Please count the lines in the records that contain the string "clicks", matching case exactly, and reply with only that number.

-- Records to use follows --

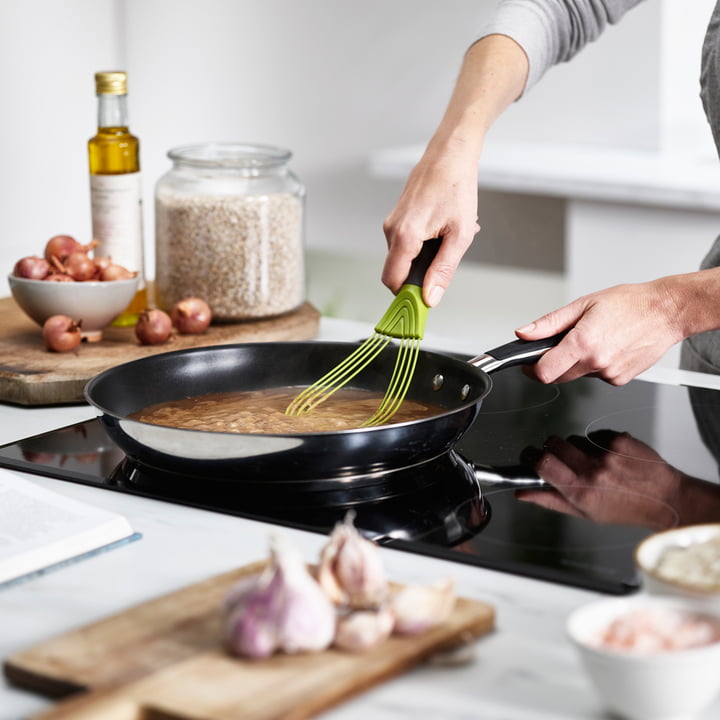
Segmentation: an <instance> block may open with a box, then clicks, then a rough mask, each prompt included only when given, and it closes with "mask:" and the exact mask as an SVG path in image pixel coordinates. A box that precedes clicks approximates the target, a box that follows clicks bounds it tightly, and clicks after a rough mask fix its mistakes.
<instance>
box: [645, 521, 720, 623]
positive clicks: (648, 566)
mask: <svg viewBox="0 0 720 720" xmlns="http://www.w3.org/2000/svg"><path fill="white" fill-rule="evenodd" d="M635 564H636V566H637V568H638V570H639V571H640V574H641V578H642V582H643V587H644V589H645V590H646V591H647V592H648V593H651V594H659V595H672V596H676V597H684V598H689V599H691V600H694V601H695V602H697V603H699V604H700V605H701V606H702V607H705V608H707V609H711V610H717V611H718V612H720V523H706V524H700V525H686V526H684V527H679V528H674V529H672V530H665V531H663V532H659V533H656V534H654V535H651V536H650V537H648V538H646V539H645V540H643V541H642V542H641V543H640V544H639V545H638V546H637V548H636V549H635Z"/></svg>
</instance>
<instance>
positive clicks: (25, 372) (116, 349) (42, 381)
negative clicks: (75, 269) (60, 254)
mask: <svg viewBox="0 0 720 720" xmlns="http://www.w3.org/2000/svg"><path fill="white" fill-rule="evenodd" d="M319 326H320V313H319V312H318V311H317V310H316V309H315V308H314V307H313V306H312V305H311V304H309V303H305V304H304V305H302V306H301V307H300V308H298V309H297V310H295V311H294V312H291V313H288V314H287V315H282V316H279V317H275V318H270V319H268V320H256V321H248V322H242V323H228V324H223V325H211V326H210V327H209V328H208V330H207V332H205V333H203V334H201V335H174V336H173V337H172V339H171V340H170V341H169V342H167V343H165V344H163V345H140V344H139V343H138V341H137V339H136V338H135V331H134V328H118V327H110V328H107V329H106V330H105V331H104V332H103V339H102V340H101V341H100V342H95V343H87V342H83V343H82V344H81V345H80V347H79V348H78V349H77V350H75V351H71V352H67V353H54V352H48V351H47V350H46V349H45V346H44V345H43V341H42V337H41V334H40V328H39V326H38V325H36V324H35V323H34V322H33V321H32V320H30V319H29V318H28V317H27V316H26V315H25V314H24V313H23V312H22V310H20V308H18V306H17V305H16V304H15V301H14V300H13V299H12V298H0V402H9V403H15V404H18V405H58V404H71V403H81V402H84V400H83V388H84V387H85V384H86V383H87V382H88V380H90V379H91V378H92V377H93V376H94V375H97V374H98V373H99V372H102V371H103V370H107V369H108V368H110V367H113V366H115V365H119V364H120V363H123V362H128V361H130V360H136V359H138V358H142V357H146V356H148V355H155V354H157V353H161V352H168V351H170V350H182V349H184V348H191V347H201V346H206V345H228V344H231V343H245V342H267V341H283V340H310V339H312V338H314V337H315V336H316V335H317V333H318V328H319Z"/></svg>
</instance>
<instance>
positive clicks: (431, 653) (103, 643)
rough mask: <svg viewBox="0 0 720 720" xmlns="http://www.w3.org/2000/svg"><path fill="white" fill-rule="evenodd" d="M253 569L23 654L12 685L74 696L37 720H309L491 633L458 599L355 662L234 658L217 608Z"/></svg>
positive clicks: (344, 653) (6, 664)
mask: <svg viewBox="0 0 720 720" xmlns="http://www.w3.org/2000/svg"><path fill="white" fill-rule="evenodd" d="M262 566H263V563H256V564H253V565H249V566H246V567H243V568H240V569H238V570H235V571H233V572H230V573H225V574H223V575H219V576H216V577H213V578H210V579H208V580H205V581H203V582H200V583H197V584H195V585H191V586H189V587H187V588H184V589H182V590H179V591H176V592H173V593H171V594H169V595H165V596H162V597H159V598H156V599H155V600H152V601H150V602H147V603H143V604H141V605H138V606H136V607H134V608H130V609H129V610H127V611H125V612H123V613H120V614H118V615H114V616H112V617H109V618H107V619H104V620H101V621H99V622H97V623H94V624H92V625H89V626H86V627H83V628H80V629H78V630H74V631H71V632H69V633H66V634H63V635H61V636H58V637H56V638H52V639H50V640H48V641H47V642H44V643H41V644H40V645H37V646H35V647H33V648H30V649H28V650H25V651H23V652H20V653H18V654H16V655H14V656H12V657H10V658H8V659H7V660H6V661H5V663H4V672H5V675H6V676H7V678H8V680H9V681H10V682H12V683H13V684H15V685H19V686H21V687H25V688H27V689H29V690H32V691H35V692H40V693H44V694H50V695H52V696H60V695H63V694H67V693H71V692H74V693H75V694H74V695H72V696H71V697H70V698H68V699H66V700H63V701H61V702H59V703H57V704H55V705H54V706H53V707H52V708H50V709H49V710H47V711H45V712H42V713H40V714H39V715H37V716H35V720H70V718H72V720H100V718H102V720H138V719H139V718H142V719H143V720H160V719H162V720H240V719H242V720H271V719H272V720H278V719H280V718H283V719H284V720H305V719H307V718H311V717H314V716H315V715H317V714H318V713H320V712H322V711H324V710H327V709H328V708H330V707H332V706H334V705H336V704H338V703H340V702H342V701H343V700H346V699H348V698H350V697H352V696H354V695H356V694H358V693H360V692H362V691H363V690H365V689H368V688H370V687H372V686H374V685H376V684H378V683H380V682H382V681H384V680H387V679H389V678H391V677H393V676H396V675H398V674H399V673H401V672H403V671H405V670H407V669H409V668H411V667H413V666H414V665H417V664H418V663H420V662H422V661H423V660H424V659H426V658H427V657H429V656H431V655H433V654H436V653H438V652H441V651H445V650H450V649H452V648H454V647H457V646H459V645H462V644H465V643H467V642H469V641H470V640H473V639H474V638H477V637H479V636H481V635H483V634H485V633H487V632H490V631H491V630H492V629H493V626H494V610H493V608H492V607H491V606H489V605H486V604H484V603H481V602H476V601H473V600H468V599H465V598H459V599H458V601H457V604H456V607H455V609H454V611H453V613H452V615H451V617H450V618H449V619H448V620H447V621H446V622H444V623H443V624H441V625H438V626H437V627H435V628H432V629H430V630H428V631H426V632H424V633H421V634H418V635H414V636H411V637H392V638H390V639H389V640H387V641H385V642H384V643H382V644H380V645H378V646H376V647H374V648H371V649H370V650H368V651H366V652H364V653H359V654H353V653H349V652H343V651H338V650H334V649H330V650H326V651H324V652H321V653H308V654H301V655H283V654H279V655H275V656H273V657H271V658H268V659H266V660H255V661H249V660H242V659H238V658H234V657H231V656H230V655H228V654H227V653H226V652H225V651H224V650H223V648H222V645H221V642H220V625H219V608H220V604H221V602H222V599H223V598H224V596H225V594H226V593H227V591H228V589H229V588H230V586H231V585H232V584H233V583H234V582H236V581H237V580H239V579H240V578H241V577H245V576H247V575H250V574H253V573H257V572H259V571H260V570H261V568H262Z"/></svg>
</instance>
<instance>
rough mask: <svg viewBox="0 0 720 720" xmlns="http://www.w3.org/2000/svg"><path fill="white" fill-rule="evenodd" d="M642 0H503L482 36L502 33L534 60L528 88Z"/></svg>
mask: <svg viewBox="0 0 720 720" xmlns="http://www.w3.org/2000/svg"><path fill="white" fill-rule="evenodd" d="M640 2H642V0H501V1H500V2H499V3H498V6H497V9H496V10H495V13H494V15H493V17H492V18H491V19H490V21H489V22H488V23H487V25H485V27H484V28H483V29H482V32H481V34H480V35H479V37H478V39H480V38H482V37H485V36H486V35H492V34H500V35H507V36H508V37H511V38H512V39H513V40H515V42H517V43H518V44H519V45H520V47H522V48H523V50H524V51H525V54H526V55H527V56H528V60H529V62H530V72H529V75H528V79H527V83H526V85H525V92H527V91H528V90H529V89H530V88H531V87H532V86H533V85H535V83H537V81H538V80H539V79H540V78H541V77H542V76H543V75H544V74H545V72H546V71H547V70H548V68H550V67H551V66H553V65H556V64H557V63H561V62H565V61H567V60H570V59H571V58H572V57H573V56H574V55H576V54H577V53H578V52H579V51H580V50H581V49H582V48H583V47H584V46H585V45H587V44H588V43H589V42H592V41H593V40H596V39H597V38H598V37H599V36H600V35H601V33H602V32H603V30H605V28H606V27H607V25H608V24H612V23H616V22H618V21H619V20H620V18H621V17H622V16H623V15H624V14H625V13H626V12H627V11H628V10H630V9H631V8H633V7H635V5H638V4H639V3H640Z"/></svg>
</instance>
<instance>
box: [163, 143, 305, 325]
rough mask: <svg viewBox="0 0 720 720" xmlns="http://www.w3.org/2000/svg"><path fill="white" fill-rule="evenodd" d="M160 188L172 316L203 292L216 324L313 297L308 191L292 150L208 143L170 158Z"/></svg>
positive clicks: (169, 306)
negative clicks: (305, 204) (291, 152)
mask: <svg viewBox="0 0 720 720" xmlns="http://www.w3.org/2000/svg"><path fill="white" fill-rule="evenodd" d="M168 157H169V158H170V160H172V162H173V166H172V168H171V169H170V170H169V171H168V172H167V173H166V174H165V175H163V176H162V177H161V178H160V179H159V180H158V182H157V185H156V187H155V255H156V269H155V291H156V301H157V304H158V306H159V307H161V308H163V309H164V310H166V311H169V310H170V309H171V308H172V306H173V304H174V303H175V302H177V301H178V300H180V299H182V298H184V297H189V296H196V297H200V298H202V299H203V300H205V301H206V302H207V303H208V304H209V305H210V308H211V309H212V312H213V320H218V321H236V320H250V319H255V318H264V317H271V316H273V315H280V314H282V313H286V312H289V311H291V310H294V309H295V308H297V307H298V306H299V305H300V304H301V303H302V302H303V300H304V297H305V263H304V237H303V236H304V204H305V188H304V187H303V185H302V183H301V182H300V181H299V180H298V178H297V177H295V175H294V174H293V173H292V172H291V171H290V168H289V166H288V163H289V161H290V158H291V157H292V153H291V152H290V151H288V150H285V149H283V148H278V147H273V146H268V145H246V144H238V143H208V144H202V145H188V146H184V147H179V148H174V149H172V150H170V151H169V152H168Z"/></svg>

-- Records to use concluded --

# Written response:
8